Start of RECORDS SUPPLIED

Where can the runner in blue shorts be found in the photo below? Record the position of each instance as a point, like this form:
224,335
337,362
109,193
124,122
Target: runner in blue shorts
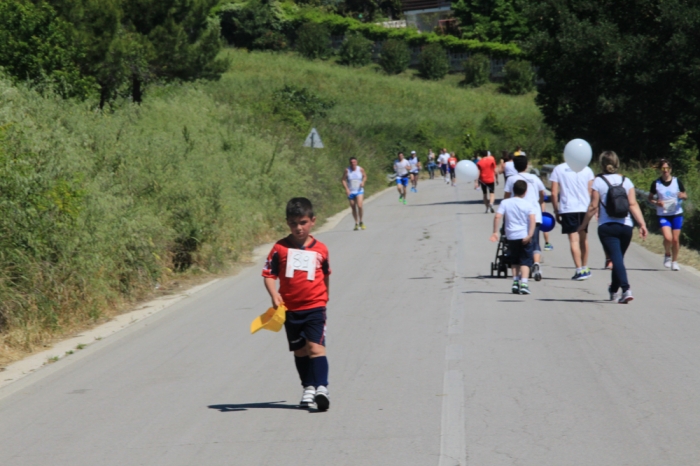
666,193
353,181
402,168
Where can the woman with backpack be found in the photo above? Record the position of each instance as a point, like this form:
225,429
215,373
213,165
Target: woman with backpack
614,199
666,193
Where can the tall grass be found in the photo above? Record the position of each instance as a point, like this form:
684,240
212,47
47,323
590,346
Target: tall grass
96,207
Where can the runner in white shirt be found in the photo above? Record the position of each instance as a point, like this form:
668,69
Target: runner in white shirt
442,162
534,195
571,195
354,180
415,170
615,232
402,168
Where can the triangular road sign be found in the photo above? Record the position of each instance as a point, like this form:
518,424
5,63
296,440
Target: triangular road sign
313,140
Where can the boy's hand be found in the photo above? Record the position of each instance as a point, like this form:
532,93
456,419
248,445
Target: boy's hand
276,300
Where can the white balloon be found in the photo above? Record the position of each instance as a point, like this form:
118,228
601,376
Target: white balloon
467,171
577,154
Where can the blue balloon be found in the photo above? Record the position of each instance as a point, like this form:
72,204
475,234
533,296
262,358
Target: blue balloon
548,222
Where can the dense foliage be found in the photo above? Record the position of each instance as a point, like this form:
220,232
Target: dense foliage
395,56
356,50
620,73
433,62
477,70
492,20
118,44
519,78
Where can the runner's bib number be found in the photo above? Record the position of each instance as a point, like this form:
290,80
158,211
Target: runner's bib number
298,259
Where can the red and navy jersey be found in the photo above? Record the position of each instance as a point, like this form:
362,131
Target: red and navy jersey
298,292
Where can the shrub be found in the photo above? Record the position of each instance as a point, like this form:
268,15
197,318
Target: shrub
519,77
477,70
356,51
395,56
433,62
314,41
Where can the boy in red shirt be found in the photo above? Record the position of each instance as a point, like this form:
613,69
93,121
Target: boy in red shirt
487,179
300,262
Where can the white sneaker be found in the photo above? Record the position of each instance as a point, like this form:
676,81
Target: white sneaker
626,297
307,399
322,400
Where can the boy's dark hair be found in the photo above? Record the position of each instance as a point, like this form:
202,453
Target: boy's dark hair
519,187
520,163
299,207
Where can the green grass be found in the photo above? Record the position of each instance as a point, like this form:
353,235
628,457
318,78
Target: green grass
99,207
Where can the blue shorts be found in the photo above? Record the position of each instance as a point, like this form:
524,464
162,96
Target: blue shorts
303,326
675,222
352,196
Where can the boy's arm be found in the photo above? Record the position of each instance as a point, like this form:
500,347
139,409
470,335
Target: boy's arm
496,220
530,229
271,287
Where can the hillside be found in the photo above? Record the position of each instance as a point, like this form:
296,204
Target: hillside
100,206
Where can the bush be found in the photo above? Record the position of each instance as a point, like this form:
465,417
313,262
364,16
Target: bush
395,56
519,78
314,41
477,70
433,62
356,51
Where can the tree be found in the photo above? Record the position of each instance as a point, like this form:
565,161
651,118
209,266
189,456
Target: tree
492,20
621,73
39,47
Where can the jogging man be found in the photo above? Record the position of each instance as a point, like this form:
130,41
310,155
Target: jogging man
354,180
402,168
487,179
415,170
571,195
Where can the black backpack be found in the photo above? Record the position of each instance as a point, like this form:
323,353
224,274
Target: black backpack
617,204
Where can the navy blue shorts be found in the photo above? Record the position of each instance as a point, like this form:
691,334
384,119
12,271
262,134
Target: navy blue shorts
303,326
520,254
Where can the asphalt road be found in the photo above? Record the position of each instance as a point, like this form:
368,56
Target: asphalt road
432,362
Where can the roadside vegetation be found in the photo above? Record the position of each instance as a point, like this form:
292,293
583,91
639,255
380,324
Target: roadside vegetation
98,207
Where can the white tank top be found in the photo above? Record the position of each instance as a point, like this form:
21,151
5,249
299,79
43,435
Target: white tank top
354,180
669,196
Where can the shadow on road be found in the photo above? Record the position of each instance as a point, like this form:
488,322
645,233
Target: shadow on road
246,406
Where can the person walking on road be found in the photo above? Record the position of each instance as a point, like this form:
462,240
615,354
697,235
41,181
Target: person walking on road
431,164
402,168
415,171
519,226
354,180
300,263
666,193
534,195
452,167
442,162
487,179
615,193
571,196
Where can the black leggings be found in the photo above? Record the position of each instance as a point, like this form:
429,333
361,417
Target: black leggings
616,238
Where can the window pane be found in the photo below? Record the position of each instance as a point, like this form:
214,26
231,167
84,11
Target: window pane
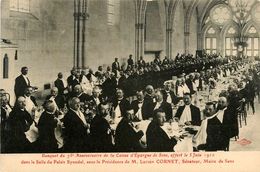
14,5
214,43
256,43
24,5
207,43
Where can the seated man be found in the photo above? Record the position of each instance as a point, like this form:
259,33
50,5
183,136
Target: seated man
127,139
160,104
148,102
157,139
19,122
219,127
138,106
96,96
120,104
59,83
168,95
5,111
78,92
30,101
76,129
100,131
58,99
47,123
188,114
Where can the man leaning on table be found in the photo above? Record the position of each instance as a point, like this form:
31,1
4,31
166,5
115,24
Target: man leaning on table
218,128
188,114
157,138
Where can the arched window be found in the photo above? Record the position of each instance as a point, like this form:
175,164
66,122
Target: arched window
230,48
5,66
252,49
113,12
20,5
221,14
211,41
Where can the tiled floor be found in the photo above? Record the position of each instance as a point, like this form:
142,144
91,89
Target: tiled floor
249,135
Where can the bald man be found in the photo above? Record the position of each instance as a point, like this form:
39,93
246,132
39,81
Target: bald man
19,122
219,128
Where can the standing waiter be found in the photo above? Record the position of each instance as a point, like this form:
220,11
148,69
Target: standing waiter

End of RECORDS SUPPLIED

**TASK:** Print out the whole of the material word for word, without pictures.

**CORRECT RESULT:**
Where can the runner in blue shorts be found in the photo below? Record the position of each instance as a point, like this form:
224,335
337,362
109,193
124,122
Target: runner in blue shorts
666,193
353,181
402,168
Where can the woman with backpack be found in the photo above? Record the position of each instance as a point, like this form:
225,429
215,373
213,165
Target: woman with backpack
614,199
666,193
Where can the tall grass be found in the photo above? Record the position of each instance as a point, like this form:
684,240
212,47
47,323
590,346
Target: tall grass
96,207
Where can the runner in white shirt be found in the photo above? Record the position of each instance as a point, like this form:
668,69
Target: runner in white shirt
442,162
534,195
571,195
354,180
415,170
615,232
402,168
Where can the triangular road sign be found in the photo above? Record the position of each instance as a point, like this form:
518,424
5,63
296,440
Target: triangular road sign
313,140
Where can the boy's hand be found in the photo above? Record the position of each instance as a point, like this form:
532,93
456,419
248,445
Target: boy's hand
276,300
Where can the white balloon be found in the photo above? Record the position of each instance as a point, like this form:
118,228
601,376
Target: white balloon
467,171
577,154
Where can the blue balloon be found in the photo above? Record the position of each instance as a point, like this form:
72,204
475,234
533,296
262,358
Target: blue balloon
548,222
Where can the dense foliage be found in the photo above? Record the position of each instance as a point, like this form:
220,232
Target: dense foliage
395,56
356,50
620,73
433,62
477,70
492,20
118,44
519,78
Where can the runner's bib number be found in the photo above? Record the position of each instance as a point, like this form:
290,80
158,211
Target: runner's bib number
298,259
Where can the red and navy jersey be found in the photo above? Record the position of each instance as a point, like this form:
362,131
Target: red and navy jersey
298,292
Where can the shrub be found in the photo above? Record the position of each instance as a point, like this form:
268,15
197,318
Target: shrub
519,77
477,70
356,51
395,56
433,62
314,41
Where can the boy in red shirt be found in the photo above? Record the position of each instance as a point, like this form:
613,69
93,121
Target: boy in red shirt
487,179
300,262
Where can the white sneaker be found in the photo above? Record the position of each instance as a point, like this form:
676,81
Target: white sneaker
626,297
307,399
322,400
Where can the boy's dark hair be found in the photo above? Record the position of each instance as a point, like this form:
202,453
Target: boy's dark hair
519,187
520,163
299,207
Where can the green grass be found in the photo above? Record the position of each instance as a point, like this form:
353,235
628,457
318,78
Target: green grass
99,207
Where can the blue shorts be found in the photo above? Record the position of each instance as a point, like this form:
524,464
162,96
Target: blue shorts
303,326
675,222
352,196
Where can the boy's arm be found in the photo above? Record the position of each instance as a point, like this form:
500,347
139,409
470,335
Target: boy's arm
496,220
530,229
271,287
Where can the hillside be found in the photo above? Record the position of each instance as a point, like this form:
296,204
Target: hillside
100,206
Where can the bush be found in the photo above? Record the position of each instance as a point, like this form:
465,417
313,262
364,16
Target: bush
395,56
519,78
314,41
477,70
433,62
356,51
Where can the tree be found in the photo above? Record the position of each instance as a point, like this form:
565,161
651,118
209,266
189,456
Target: tree
492,20
621,73
39,47
Where can the jogging man be found in the photo above? Record the position of each instance as a point, like this form:
130,41
310,155
Target: jogging man
354,180
402,168
487,179
415,170
571,195
Where can the black backpack be found in the photo above? Record the position of each instance as a point, like this form:
323,353
224,274
Target: black backpack
617,204
Where can the navy blue shorts be found in the photo above? Record the position of each instance as a point, like this form:
691,334
384,119
12,271
262,134
Target: navy blue shorts
303,326
520,254
Where can the asphalt road be found in the photo above? Record the position of each instance as a point, like this form:
368,56
Target: asphalt road
432,362
Where can the roadside vegetation be found in the photo above? Record the position of each instance as a point, like this form:
292,293
583,91
639,255
380,324
Target: roadside vegetation
98,207
Where can the white tank top be found in the photo above? Record the position of each instance as a point, like this form:
21,151
5,249
299,79
43,435
Target: white tank top
354,180
669,196
Where can the shadow on road be found in the photo above? Record the position of each instance as a point, like this form:
488,322
645,233
Target: shadow on road
246,406
Where can the person walking on road be found in the photo above? Record the position of each instance as a point, like this form:
462,240
615,354
697,235
41,181
Target: person walking on road
431,164
402,168
415,171
519,226
354,180
300,263
666,193
534,195
452,167
442,162
487,179
615,193
571,196
Where can the black leggings be found in the photo above? Record the position of each instance as a point, like this form:
429,333
361,417
Target: black leggings
616,238
Where can the window pane be found in the photo below? Record the position of each instance as a point, like this form:
214,26
231,167
84,11
Target: window pane
14,5
214,43
256,43
24,5
207,43
Where can the seated man be found in the photo above? Record the position of each instance as a point, like this form:
259,33
50,5
183,136
Target: seated man
127,139
160,104
148,102
157,139
19,122
219,127
138,106
96,96
120,104
59,83
168,95
5,111
78,92
30,101
76,129
100,131
58,99
47,123
188,114
Where can the man leaning on table be found in the photo above? Record the position of each instance as a point, like this form:
31,1
4,31
166,5
115,24
Target: man leaning on table
218,128
188,114
157,138
Where can the arched window be found in the photo above? Record the position of each instance as a point, like this form:
175,164
66,122
Target: arched window
230,48
5,66
252,49
113,12
20,5
221,14
211,41
Where can the tiled floor be found in the photo above? Record the position of each instance as a point, like this form:
142,144
91,89
Target: tiled floor
249,135
Where can the bald man be found in the photo above? Record the position of each instance as a point, like this form:
39,93
246,132
39,81
Target: bald man
19,122
219,128
Where can the standing waiter be found in the photo above? Record the position of each instance as a point, like this form:
220,11
148,69
Target: standing waiter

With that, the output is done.